Object location annotation data =
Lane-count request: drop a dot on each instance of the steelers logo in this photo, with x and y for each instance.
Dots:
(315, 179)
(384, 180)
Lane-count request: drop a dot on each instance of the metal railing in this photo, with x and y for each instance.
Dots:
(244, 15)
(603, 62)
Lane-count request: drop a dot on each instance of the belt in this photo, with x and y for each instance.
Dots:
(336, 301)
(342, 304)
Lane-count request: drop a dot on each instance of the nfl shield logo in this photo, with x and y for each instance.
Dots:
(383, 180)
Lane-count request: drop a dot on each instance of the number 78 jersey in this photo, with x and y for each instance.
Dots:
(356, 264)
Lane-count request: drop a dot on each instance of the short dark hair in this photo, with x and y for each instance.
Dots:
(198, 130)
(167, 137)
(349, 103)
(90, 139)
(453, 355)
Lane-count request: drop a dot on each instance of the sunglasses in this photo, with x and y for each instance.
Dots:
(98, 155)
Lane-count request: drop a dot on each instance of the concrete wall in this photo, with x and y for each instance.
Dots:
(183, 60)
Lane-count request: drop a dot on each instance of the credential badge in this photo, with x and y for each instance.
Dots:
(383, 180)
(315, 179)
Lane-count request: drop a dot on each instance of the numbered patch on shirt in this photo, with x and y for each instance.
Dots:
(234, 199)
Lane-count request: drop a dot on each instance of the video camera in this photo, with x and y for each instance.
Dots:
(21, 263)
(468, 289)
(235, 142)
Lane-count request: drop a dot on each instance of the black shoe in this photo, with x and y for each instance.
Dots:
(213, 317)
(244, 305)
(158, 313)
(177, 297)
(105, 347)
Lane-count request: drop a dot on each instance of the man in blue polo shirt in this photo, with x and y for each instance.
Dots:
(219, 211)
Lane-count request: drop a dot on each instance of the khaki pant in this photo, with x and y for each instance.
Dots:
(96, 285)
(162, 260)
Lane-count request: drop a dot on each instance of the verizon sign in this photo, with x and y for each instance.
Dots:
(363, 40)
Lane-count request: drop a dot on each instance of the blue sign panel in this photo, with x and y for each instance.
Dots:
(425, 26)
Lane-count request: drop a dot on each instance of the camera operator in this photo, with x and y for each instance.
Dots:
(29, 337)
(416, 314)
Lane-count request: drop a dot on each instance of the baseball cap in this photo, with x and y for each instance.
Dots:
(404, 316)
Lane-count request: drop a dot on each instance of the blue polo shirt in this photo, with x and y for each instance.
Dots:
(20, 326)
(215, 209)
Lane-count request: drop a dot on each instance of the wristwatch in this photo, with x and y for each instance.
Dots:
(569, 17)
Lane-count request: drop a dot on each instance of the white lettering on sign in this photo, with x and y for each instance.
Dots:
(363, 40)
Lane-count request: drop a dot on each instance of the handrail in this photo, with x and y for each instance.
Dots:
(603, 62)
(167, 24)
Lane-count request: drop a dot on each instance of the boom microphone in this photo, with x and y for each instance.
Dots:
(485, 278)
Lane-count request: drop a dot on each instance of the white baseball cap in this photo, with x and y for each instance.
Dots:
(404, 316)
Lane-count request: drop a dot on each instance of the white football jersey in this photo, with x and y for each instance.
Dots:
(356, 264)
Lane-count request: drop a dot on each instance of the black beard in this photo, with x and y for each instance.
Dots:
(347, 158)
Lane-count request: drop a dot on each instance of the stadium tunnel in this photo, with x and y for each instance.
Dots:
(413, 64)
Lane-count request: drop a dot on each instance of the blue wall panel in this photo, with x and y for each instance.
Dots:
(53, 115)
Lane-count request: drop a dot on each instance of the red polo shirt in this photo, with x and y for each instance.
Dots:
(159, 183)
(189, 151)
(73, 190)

Given problem = Rewrite all of the material, changing "drop a dot" to "place a point" wherever it occurs and leaving everything else as it is.

Finished answer =
Lane-count request: place a point on each instance of the steelers logo in this photo, with x and y for each instance.
Dots:
(315, 179)
(384, 180)
Lane-count request: place a point on each instance of the metal railing in this photo, with x and y for each instance.
Dots:
(244, 15)
(603, 62)
Lane-count request: place a point on each instance of the belt in this photo, with x and y for each instance.
Dots:
(336, 301)
(342, 304)
Lane-count request: place a point on each instance of the nfl shield logo in this photo, with x and y for each instance.
Dots:
(383, 180)
Lane-count request: place a point on each instance of the number 78 jersey in this photo, with x and y for each instance.
Dots:
(356, 264)
Lane-count request: place a point on each instance of the short dark hair in this photo, with x and y for each instance.
Dots:
(198, 130)
(167, 137)
(349, 103)
(90, 139)
(453, 355)
Lane-count request: place a point on each instance of the sunglasses in this photo, with x and y for each instance.
Dots:
(98, 155)
Lane-count request: place a point on each instance of the concrete wall in this photo, with x and y for each instance.
Dots:
(183, 60)
Lane-count request: place a point on each instance of the credential badge in this photo, with x and y for each instance.
Dots:
(383, 180)
(315, 179)
Lane-count request: place a point on each instance of the numbered patch on shirt in this photo, with x and y for each instance.
Dots:
(234, 199)
Lane-count request: place a point on each instance of the video camera in this photo, with x and y for each instance.
Dots:
(21, 263)
(468, 289)
(235, 142)
Lane-count request: place a point on each instance of the black shoe in this photo, with x and y for each instance.
Dots:
(213, 317)
(244, 305)
(158, 313)
(177, 297)
(105, 347)
Lane-count request: place a point on each instance of the man in blue polo shirt in this photo, with x and y for each instance.
Dots:
(219, 211)
Lane-count request: place a point on each instance of the khaki pant in this photo, with x and y for each instance.
Dots:
(96, 285)
(162, 260)
Lane-count request: place a point on each instance of the verizon sign in this photo, with x and y for each instance.
Dots:
(363, 40)
Lane-count request: place a point on each instance of the blue sign panel in this photo, with x and y for each instance.
Dots:
(425, 26)
Lane-count request: place a point on each instance of the camera operator in this photo, with x and y for each instance.
Dots:
(29, 337)
(416, 314)
Lane-count request: place a point on each instance of the baseball cap in this photo, with x and y for each instance.
Dots:
(404, 316)
Lane-count request: place a point on each instance of the blue polo shirt in this photo, with x and y for each instance.
Dots:
(20, 326)
(215, 209)
Lane-count request: place a point on each instance of the wristwatch in this photo, with x and y for each instance.
Dots:
(569, 17)
Lane-count request: place a point on each instance of the white lettering on sign in this photo, with x and y for each instance.
Dots:
(363, 40)
Lane-count request: place a point on each instance of the handrail in this photo, with x and y for each instance.
Dots:
(603, 62)
(167, 24)
Lane-count request: place a point on each instance of the boom microphone in this photo, with x and y for each instance.
Dots:
(485, 278)
Lane-count request: place a point on each instance of the white baseball cap in this photo, with x and y for each instance.
Dots:
(404, 316)
Lane-count request: place a point on each instance of the white football jersey in this photo, with x and y for each instance.
Dots:
(356, 264)
Lane-count request: place a point on each instance of the black beard in this photo, with x and y for each instance.
Dots:
(347, 158)
Lane-count request: place a point on each instance of the stadium tunnel in this photo, with x and y for each instance.
Dots:
(413, 64)
Lane-count request: place a point on each instance of the blue wall panel in this photo, with x and y for each instance.
Dots:
(53, 115)
Lane-count request: place a point on each instance of the red polo shirt in this photo, with x and y for each instance.
Dots:
(159, 183)
(189, 151)
(73, 190)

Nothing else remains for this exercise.